======== Available records

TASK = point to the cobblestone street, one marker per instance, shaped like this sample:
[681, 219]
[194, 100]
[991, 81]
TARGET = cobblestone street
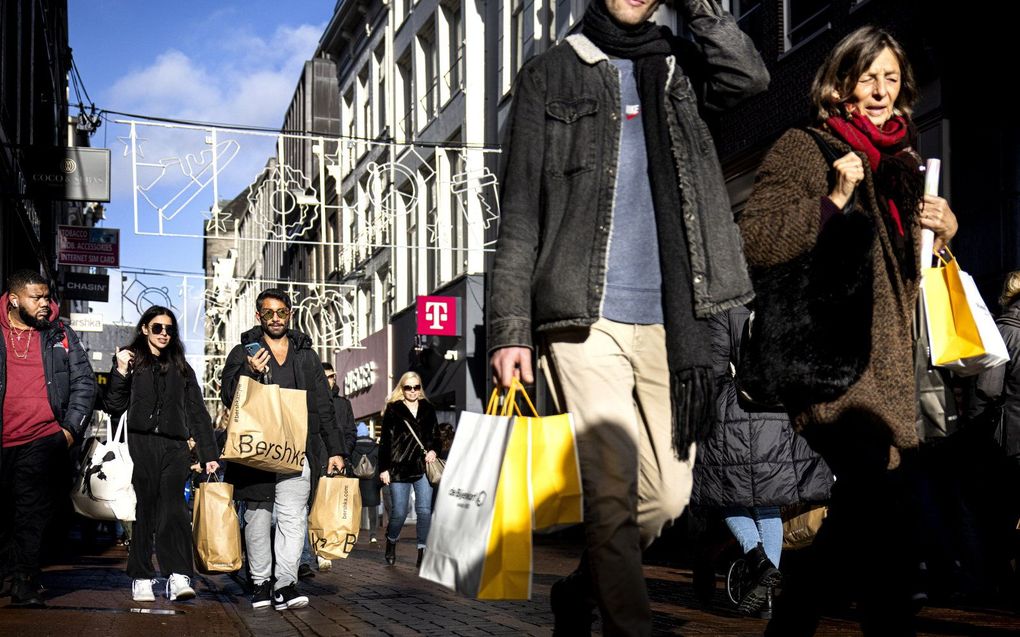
[91, 595]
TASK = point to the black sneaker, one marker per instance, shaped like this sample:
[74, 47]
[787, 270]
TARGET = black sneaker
[24, 592]
[572, 613]
[289, 597]
[262, 594]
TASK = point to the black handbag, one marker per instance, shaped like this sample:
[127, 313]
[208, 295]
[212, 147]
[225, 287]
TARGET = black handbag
[809, 335]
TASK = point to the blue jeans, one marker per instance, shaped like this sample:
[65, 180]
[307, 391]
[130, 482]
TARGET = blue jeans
[400, 492]
[757, 524]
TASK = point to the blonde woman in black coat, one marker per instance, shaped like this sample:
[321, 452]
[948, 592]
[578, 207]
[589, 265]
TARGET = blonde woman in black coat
[402, 459]
[752, 465]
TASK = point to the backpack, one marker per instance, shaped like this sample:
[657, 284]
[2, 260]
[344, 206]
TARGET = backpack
[364, 468]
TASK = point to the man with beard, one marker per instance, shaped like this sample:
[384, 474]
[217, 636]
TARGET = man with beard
[47, 388]
[616, 245]
[285, 359]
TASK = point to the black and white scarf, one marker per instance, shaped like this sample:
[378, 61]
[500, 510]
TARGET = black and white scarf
[689, 350]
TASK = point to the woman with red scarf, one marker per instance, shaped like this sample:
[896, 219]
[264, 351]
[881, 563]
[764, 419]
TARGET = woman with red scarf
[847, 198]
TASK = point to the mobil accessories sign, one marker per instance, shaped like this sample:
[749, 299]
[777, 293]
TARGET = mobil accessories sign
[79, 245]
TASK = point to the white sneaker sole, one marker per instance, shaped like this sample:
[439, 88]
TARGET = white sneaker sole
[297, 602]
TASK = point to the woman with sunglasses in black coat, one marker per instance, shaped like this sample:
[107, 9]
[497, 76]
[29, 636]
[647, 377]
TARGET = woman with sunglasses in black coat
[408, 419]
[155, 385]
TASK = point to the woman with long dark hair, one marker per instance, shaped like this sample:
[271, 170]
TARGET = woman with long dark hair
[155, 385]
[410, 435]
[846, 197]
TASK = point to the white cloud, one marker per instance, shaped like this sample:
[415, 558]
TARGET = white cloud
[242, 78]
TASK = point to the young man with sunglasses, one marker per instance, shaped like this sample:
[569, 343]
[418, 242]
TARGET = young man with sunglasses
[47, 388]
[282, 357]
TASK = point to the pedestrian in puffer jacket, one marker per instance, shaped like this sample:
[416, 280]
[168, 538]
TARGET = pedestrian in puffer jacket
[752, 465]
[158, 389]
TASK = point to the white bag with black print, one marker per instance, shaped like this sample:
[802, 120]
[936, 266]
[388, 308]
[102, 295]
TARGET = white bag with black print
[103, 489]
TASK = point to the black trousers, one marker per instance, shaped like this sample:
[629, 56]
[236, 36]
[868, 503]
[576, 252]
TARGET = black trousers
[161, 468]
[33, 475]
[866, 548]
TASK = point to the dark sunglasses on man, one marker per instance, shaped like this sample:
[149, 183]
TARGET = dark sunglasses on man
[266, 315]
[157, 328]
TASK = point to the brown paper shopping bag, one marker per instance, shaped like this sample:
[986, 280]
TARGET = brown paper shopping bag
[335, 518]
[215, 528]
[267, 427]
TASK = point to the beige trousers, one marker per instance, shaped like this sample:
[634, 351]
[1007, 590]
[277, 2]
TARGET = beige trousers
[614, 379]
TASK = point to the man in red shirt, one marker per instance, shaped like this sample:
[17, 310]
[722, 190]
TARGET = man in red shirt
[47, 388]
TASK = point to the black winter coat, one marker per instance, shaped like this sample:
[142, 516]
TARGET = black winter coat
[70, 383]
[324, 438]
[999, 388]
[752, 459]
[345, 418]
[369, 486]
[174, 411]
[399, 452]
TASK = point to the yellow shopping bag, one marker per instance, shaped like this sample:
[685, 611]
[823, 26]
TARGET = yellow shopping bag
[506, 573]
[962, 333]
[951, 325]
[554, 468]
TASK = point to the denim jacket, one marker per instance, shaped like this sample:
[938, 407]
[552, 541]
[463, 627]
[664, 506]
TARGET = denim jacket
[560, 168]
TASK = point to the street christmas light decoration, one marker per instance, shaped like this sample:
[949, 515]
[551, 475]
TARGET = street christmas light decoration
[203, 162]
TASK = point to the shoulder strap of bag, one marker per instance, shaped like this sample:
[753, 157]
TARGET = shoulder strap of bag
[830, 154]
[411, 429]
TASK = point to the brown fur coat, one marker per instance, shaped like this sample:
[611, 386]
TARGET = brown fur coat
[780, 222]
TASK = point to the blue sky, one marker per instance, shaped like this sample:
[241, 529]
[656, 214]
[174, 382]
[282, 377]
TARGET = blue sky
[231, 62]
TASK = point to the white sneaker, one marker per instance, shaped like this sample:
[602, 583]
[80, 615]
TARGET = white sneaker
[179, 587]
[141, 590]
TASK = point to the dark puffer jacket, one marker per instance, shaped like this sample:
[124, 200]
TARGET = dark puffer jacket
[168, 405]
[399, 452]
[753, 459]
[369, 486]
[324, 437]
[70, 383]
[999, 388]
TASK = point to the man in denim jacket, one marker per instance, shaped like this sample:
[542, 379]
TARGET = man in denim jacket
[616, 243]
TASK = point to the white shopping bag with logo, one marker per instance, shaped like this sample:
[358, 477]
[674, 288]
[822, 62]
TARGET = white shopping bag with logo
[103, 489]
[479, 543]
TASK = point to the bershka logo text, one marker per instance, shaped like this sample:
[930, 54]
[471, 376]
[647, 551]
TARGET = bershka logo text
[247, 446]
[466, 497]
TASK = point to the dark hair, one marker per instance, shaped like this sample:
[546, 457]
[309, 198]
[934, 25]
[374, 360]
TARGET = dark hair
[837, 75]
[22, 278]
[446, 435]
[1011, 289]
[172, 354]
[272, 293]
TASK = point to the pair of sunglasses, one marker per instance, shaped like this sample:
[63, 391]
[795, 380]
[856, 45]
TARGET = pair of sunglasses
[266, 315]
[157, 328]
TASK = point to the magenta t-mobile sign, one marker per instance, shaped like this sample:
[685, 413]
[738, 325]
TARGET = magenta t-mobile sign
[438, 316]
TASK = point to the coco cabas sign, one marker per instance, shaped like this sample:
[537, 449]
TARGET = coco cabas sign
[69, 173]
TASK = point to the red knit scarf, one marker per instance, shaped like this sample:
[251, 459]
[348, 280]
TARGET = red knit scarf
[865, 137]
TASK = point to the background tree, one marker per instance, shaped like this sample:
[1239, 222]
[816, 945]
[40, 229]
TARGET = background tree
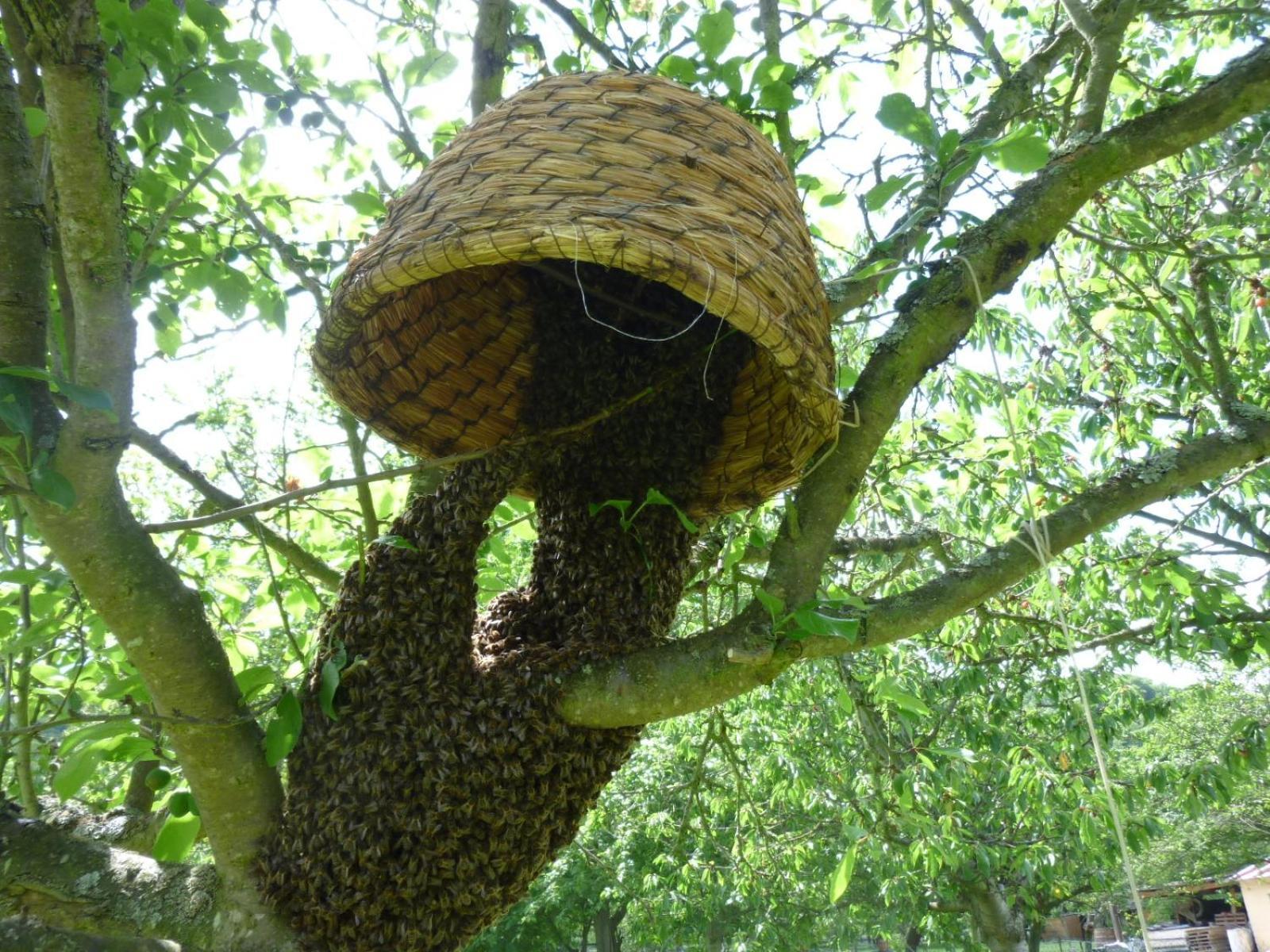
[1080, 148]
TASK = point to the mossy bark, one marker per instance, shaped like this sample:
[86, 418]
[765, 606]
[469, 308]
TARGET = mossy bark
[448, 780]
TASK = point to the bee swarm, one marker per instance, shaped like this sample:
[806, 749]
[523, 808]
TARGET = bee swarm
[448, 782]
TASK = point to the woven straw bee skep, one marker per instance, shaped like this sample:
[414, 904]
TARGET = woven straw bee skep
[429, 336]
[606, 286]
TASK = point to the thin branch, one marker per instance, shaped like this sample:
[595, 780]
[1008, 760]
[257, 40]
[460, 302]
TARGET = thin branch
[287, 254]
[972, 23]
[1244, 520]
[1103, 37]
[584, 35]
[491, 48]
[179, 200]
[357, 452]
[404, 132]
[1198, 273]
[685, 676]
[1206, 536]
[925, 209]
[294, 552]
[770, 16]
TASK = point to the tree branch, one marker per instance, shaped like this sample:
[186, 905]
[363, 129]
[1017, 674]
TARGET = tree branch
[1104, 41]
[687, 676]
[1007, 101]
[935, 315]
[584, 36]
[972, 23]
[770, 17]
[491, 48]
[75, 884]
[294, 552]
[156, 619]
[1206, 536]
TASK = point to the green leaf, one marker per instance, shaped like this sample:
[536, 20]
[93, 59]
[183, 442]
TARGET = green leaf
[432, 67]
[842, 875]
[51, 486]
[37, 121]
[328, 689]
[283, 44]
[714, 32]
[1022, 155]
[813, 622]
[27, 372]
[656, 498]
[901, 114]
[366, 203]
[86, 397]
[94, 734]
[283, 730]
[889, 689]
[679, 69]
[253, 681]
[883, 192]
[158, 778]
[182, 804]
[778, 95]
[177, 838]
[76, 771]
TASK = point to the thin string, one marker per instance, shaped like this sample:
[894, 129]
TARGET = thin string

================

» **Problem description**: Extract only the lines from the line containing "TASK = point to the background" through the final line of the listing above, unchanged; pictures stay out of the copy.

» **The output**:
TASK = point to the background tree, one marker per instance, shaped like this sample:
[1239, 222]
[816, 945]
[40, 229]
TARGET = background tree
[1080, 148]
TASK = point to the mossy bark, one marker per instance, shaped like this sample:
[86, 418]
[765, 606]
[469, 308]
TARGET = mossy bark
[448, 780]
TASK = point to the bee swarm, one marker per instance, shaped like this sample:
[806, 749]
[523, 808]
TARGET = bee swarm
[448, 782]
TASK = point to the woven straw bee skep, one marker per instance, shaped like this sample:
[414, 904]
TARGET = woven straw bee skep
[429, 336]
[606, 286]
TASK = point to the thin branch, one marker per instance, shaped like this sample:
[595, 780]
[1008, 760]
[257, 40]
[460, 302]
TARGET = thin branch
[287, 254]
[972, 23]
[1244, 520]
[1103, 37]
[584, 35]
[491, 48]
[179, 200]
[357, 452]
[404, 132]
[1198, 273]
[685, 676]
[1206, 536]
[925, 209]
[294, 552]
[770, 16]
TASK = point to the tree branch, one marker per instance, shaped like this sample:
[186, 905]
[363, 129]
[1017, 674]
TARGET = tree branch
[1104, 41]
[687, 676]
[1007, 101]
[935, 315]
[584, 36]
[972, 23]
[770, 17]
[491, 48]
[75, 884]
[294, 552]
[156, 619]
[1206, 536]
TASK = point to the green leaf, one marker per instance, shaped like this sample:
[536, 20]
[93, 59]
[183, 442]
TARGET = green leaf
[432, 67]
[842, 875]
[51, 486]
[37, 121]
[328, 689]
[283, 44]
[714, 32]
[1022, 155]
[813, 622]
[27, 372]
[656, 498]
[901, 114]
[366, 203]
[86, 397]
[94, 734]
[283, 730]
[889, 689]
[679, 69]
[253, 681]
[883, 192]
[158, 778]
[182, 804]
[778, 95]
[177, 838]
[76, 771]
TASK = point to the thin string, one marker per instance, shaped like this sample:
[894, 129]
TARGET = thin string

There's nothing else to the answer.